» **INSTRUCTIONS FOR THE TASK**:
Please copy out the entries below exactly, beginning with the line that contains "the blue road" and ending with the line that contains "In this exercise you will spot each instance of the stone", and include nothing outside that span.

Stored entries
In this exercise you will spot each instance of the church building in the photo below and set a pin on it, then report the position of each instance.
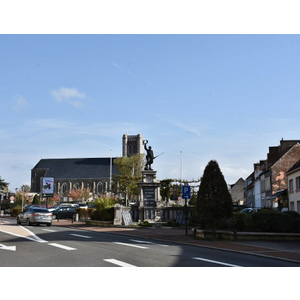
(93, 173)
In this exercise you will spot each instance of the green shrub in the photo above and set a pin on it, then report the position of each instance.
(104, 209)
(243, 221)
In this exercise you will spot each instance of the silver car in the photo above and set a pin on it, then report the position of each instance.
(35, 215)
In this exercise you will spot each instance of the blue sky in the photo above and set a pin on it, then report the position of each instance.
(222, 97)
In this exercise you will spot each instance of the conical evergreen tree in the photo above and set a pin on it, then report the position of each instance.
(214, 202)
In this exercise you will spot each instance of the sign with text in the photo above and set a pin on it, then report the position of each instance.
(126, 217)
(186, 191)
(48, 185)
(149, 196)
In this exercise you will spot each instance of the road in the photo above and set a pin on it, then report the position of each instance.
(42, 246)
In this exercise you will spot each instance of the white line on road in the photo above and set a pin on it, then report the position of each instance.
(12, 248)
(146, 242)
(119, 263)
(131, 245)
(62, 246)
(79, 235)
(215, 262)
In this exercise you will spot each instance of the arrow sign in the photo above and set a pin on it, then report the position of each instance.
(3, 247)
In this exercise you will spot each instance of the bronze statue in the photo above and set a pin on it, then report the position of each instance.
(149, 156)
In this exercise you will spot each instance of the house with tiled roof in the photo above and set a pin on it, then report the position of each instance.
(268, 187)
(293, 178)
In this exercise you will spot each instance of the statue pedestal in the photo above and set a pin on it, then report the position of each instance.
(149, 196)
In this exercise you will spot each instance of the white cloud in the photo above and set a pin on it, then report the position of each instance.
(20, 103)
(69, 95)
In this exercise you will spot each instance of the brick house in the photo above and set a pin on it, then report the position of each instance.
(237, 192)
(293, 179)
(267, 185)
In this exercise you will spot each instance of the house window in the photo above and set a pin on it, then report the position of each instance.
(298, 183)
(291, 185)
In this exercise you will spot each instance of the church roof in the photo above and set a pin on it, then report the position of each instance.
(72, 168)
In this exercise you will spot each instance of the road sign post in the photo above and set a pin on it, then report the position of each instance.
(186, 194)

...

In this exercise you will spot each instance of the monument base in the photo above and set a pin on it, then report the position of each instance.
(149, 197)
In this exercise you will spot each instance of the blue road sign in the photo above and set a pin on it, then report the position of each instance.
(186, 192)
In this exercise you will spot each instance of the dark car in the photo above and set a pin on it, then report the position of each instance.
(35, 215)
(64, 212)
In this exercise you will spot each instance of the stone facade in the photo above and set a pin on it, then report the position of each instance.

» **SOLUTION TO THE PROBLEM**:
In this exercise you will spot each instance of the blue road sign in the photo above and set a pin on it, then report the position of each instance.
(186, 192)
In this exercise you will spot each instance of the dark car in the photo above and set a pin on it, then report the position of each instance.
(35, 215)
(64, 212)
In this exercise you will spot each instance of the stone facade in the photo above and set a pin on it, then report the position of each instance.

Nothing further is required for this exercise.